» **Records supplied**:
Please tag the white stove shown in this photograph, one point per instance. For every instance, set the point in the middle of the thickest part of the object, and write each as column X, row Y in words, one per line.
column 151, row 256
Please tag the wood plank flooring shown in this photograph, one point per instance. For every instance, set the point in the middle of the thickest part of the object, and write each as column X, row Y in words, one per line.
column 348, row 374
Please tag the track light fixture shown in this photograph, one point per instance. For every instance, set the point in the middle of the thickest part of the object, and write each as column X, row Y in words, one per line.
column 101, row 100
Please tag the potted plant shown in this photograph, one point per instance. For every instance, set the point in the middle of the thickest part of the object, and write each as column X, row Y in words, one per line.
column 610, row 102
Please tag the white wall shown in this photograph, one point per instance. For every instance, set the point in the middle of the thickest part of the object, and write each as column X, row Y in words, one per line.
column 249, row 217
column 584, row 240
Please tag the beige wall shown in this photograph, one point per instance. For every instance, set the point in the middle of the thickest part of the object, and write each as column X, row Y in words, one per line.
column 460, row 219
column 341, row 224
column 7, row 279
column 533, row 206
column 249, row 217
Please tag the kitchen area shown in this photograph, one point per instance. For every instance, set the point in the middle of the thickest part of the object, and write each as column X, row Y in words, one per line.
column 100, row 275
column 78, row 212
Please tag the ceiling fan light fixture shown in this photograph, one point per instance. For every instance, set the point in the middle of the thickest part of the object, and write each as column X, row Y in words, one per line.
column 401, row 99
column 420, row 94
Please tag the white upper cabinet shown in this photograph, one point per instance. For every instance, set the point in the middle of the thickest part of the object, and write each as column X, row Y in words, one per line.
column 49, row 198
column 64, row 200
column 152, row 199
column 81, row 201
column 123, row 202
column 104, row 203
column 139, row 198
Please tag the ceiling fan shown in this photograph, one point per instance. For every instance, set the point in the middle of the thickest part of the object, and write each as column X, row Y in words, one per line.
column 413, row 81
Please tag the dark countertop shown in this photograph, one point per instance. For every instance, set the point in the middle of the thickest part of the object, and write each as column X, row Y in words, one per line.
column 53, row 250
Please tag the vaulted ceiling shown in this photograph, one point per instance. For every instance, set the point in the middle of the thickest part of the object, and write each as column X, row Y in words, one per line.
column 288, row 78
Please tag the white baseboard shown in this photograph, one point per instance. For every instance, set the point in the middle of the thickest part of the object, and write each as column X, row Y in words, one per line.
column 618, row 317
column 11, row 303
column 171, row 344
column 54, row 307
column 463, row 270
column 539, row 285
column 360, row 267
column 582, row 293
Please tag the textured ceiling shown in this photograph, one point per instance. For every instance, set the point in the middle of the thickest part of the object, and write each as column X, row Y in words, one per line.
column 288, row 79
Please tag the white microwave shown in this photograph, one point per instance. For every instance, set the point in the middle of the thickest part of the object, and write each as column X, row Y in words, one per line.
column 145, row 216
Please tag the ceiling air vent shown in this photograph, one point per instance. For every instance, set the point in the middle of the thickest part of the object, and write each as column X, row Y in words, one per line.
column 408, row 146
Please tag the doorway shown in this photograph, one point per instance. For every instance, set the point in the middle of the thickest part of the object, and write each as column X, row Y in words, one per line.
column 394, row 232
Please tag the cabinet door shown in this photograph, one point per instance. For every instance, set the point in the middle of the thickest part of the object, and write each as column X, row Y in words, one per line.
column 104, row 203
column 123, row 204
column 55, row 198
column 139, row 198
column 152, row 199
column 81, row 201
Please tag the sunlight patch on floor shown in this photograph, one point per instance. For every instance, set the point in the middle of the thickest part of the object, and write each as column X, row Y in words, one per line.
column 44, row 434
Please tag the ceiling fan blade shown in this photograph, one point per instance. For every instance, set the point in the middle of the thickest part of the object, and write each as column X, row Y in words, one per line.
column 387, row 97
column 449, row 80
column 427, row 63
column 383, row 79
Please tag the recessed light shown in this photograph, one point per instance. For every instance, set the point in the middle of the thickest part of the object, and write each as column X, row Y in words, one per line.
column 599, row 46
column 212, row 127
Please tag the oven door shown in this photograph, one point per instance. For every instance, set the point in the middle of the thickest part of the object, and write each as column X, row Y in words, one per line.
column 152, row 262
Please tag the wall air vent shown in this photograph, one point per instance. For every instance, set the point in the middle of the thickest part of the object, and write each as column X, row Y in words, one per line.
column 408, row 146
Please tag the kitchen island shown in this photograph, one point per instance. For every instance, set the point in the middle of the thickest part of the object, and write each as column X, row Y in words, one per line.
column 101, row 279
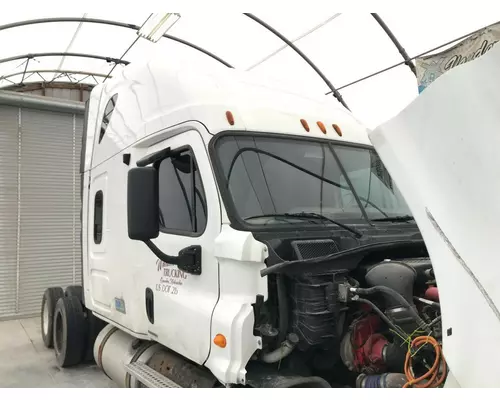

» **Instructions to follow**:
Transcribe all the lines above exactly; any image among them is skipped.

» **Exercise output**:
Please tag the white stove shown in this photograph, one point per instance. For every instance, set the point in the middle of the thickest part of the object, and write each as column X, row Y in words, one per line.
column 151, row 256
Please tag the wood plank flooring shown in this photograph, one point per instance. For every instance, set the point in the middle of the thickest part of the object, and write each as column X, row Y in words, one per line.
column 348, row 374
Please tag the track light fixture shown in this photograph, one point per instance. For every instance, set the point in the middle of the thickest part of the object, and write each as column X, row Y in words, one per line.
column 101, row 100
Please tag the potted plant shown in this photograph, one point per instance. For every instance, set the point in the middle of the thickest part of the object, and write each as column X, row Y in words, one per line.
column 610, row 102
Please tag the white wall shown in this photograph, one point per instance. For every instance, set the point in the middle of the thickest part of the object, and write each as column X, row Y in words, one per line.
column 249, row 217
column 584, row 240
Please tag the beige wall shown in this photograph, one point per instance. For every instance, set the point in the middle of the thickest part of the object, and write each as column X, row Y in words, one per line.
column 460, row 219
column 341, row 224
column 7, row 279
column 533, row 206
column 249, row 217
Please tag the kitchen area shown in this photograph, one point per instance. For every instance, set the point in the middle of the thickest part of the object, and write each as column X, row Y in words, one per line.
column 100, row 275
column 78, row 212
Please tag the ceiling fan light fixture shown in this photograph, one point per instance. For every instance, set the point in the middle of the thickest part of the object, and write each as column X, row Y in words, one per line.
column 401, row 99
column 420, row 94
Please tag the white upper cabinet shown in this photograph, one point per instance. For every instance, set the point in the middle of the thickest part of the object, and write each as column X, row Y in words, one per line.
column 49, row 198
column 64, row 200
column 152, row 199
column 81, row 201
column 123, row 202
column 104, row 203
column 139, row 198
Please tag the ceiling fan shown in this photograph, one point per instance. For every instance, set the point in the middle of the thickest part of the object, and write each as column X, row Y in words, one per line.
column 413, row 81
Please tag the dark countertop shown in this photograph, one point per instance. For every instance, set the point in the middle of the thickest part of the object, and write each as column X, row Y in words, one per line.
column 53, row 250
Please tag the vaulted ceiling shown in this photograph, one point per instance. For every instance, set the point in the middle of the thickest part of the object, and write each as column X, row Y in words, one per line.
column 288, row 78
Please tag the white baseboard shown in this photograph, one point per instance. For every instance, set the point in the middle of the thickest part of the object, and write each as column X, row Y in words, one per line.
column 618, row 317
column 11, row 303
column 171, row 344
column 54, row 307
column 463, row 270
column 539, row 285
column 360, row 267
column 582, row 293
Please tag the textured ceiling shown in this photograph, one point per instance. For every instance, set the point in the middle of the thickest part of the object, and write each as column X, row Y in words, one per line.
column 288, row 79
Please tag the white microwave shown in this photograph, one point per instance. For every instance, set the point in the middle of the thickest part of the object, and write each as column X, row Y in words, one per line.
column 145, row 216
Please tag the ceiling air vent shown in this photograph, one point per instance. For every instance, set the point in the middle of the thickest part of the object, and write each as column X, row Y in words, one per line.
column 408, row 146
Please tag the doorway shown in this photograph, one point per instance. For every instance, set the point in the middle of the thickest part of the object, and write each as column X, row Y in words, one per line.
column 394, row 232
Please tag the cabinet door shown in this photograph, one point per instance. For every instance, set the point in the middle of the thickest part of the object, and write each as column X, row Y in words, one per line.
column 104, row 203
column 123, row 204
column 55, row 198
column 139, row 198
column 152, row 199
column 81, row 201
Please tag the sunlight patch on floor shown in this photograph, one point per instance. For every instance, set the point in the middle of the thickest part of the object, and write each as column X, row Y in words, one per line.
column 44, row 434
Please tag the ceiling fan blade shown in this photograph, one point per instance. For every instance, set the point in the middle of the thickest part of the object, and write each as column X, row Y in words, one per line.
column 387, row 97
column 449, row 80
column 427, row 63
column 383, row 79
Please tag the recessed light shown in this photograph, one point per instance. For every instance, set the point in the middle of the thickest part of the object, and write each as column X, row Y in words, one per line.
column 599, row 46
column 212, row 127
Please tag the oven door shown in this photograph, one point per instance. For every instance, set the point in the middle of the thickest part of the object, and write each as column X, row Y in words, one per line.
column 152, row 262
Please tag the wall air vent shown in this photograph, one point per instance. For every instance, set the point in the middle of the thickest part of the object, and write each as column X, row Y in words, one per line.
column 408, row 146
Please tag the kitchen island shown in this photograph, one point per instance. For every instance, set the point in the middle of the thickest part of the object, and write each as column X, row Y in words, one per line.
column 101, row 279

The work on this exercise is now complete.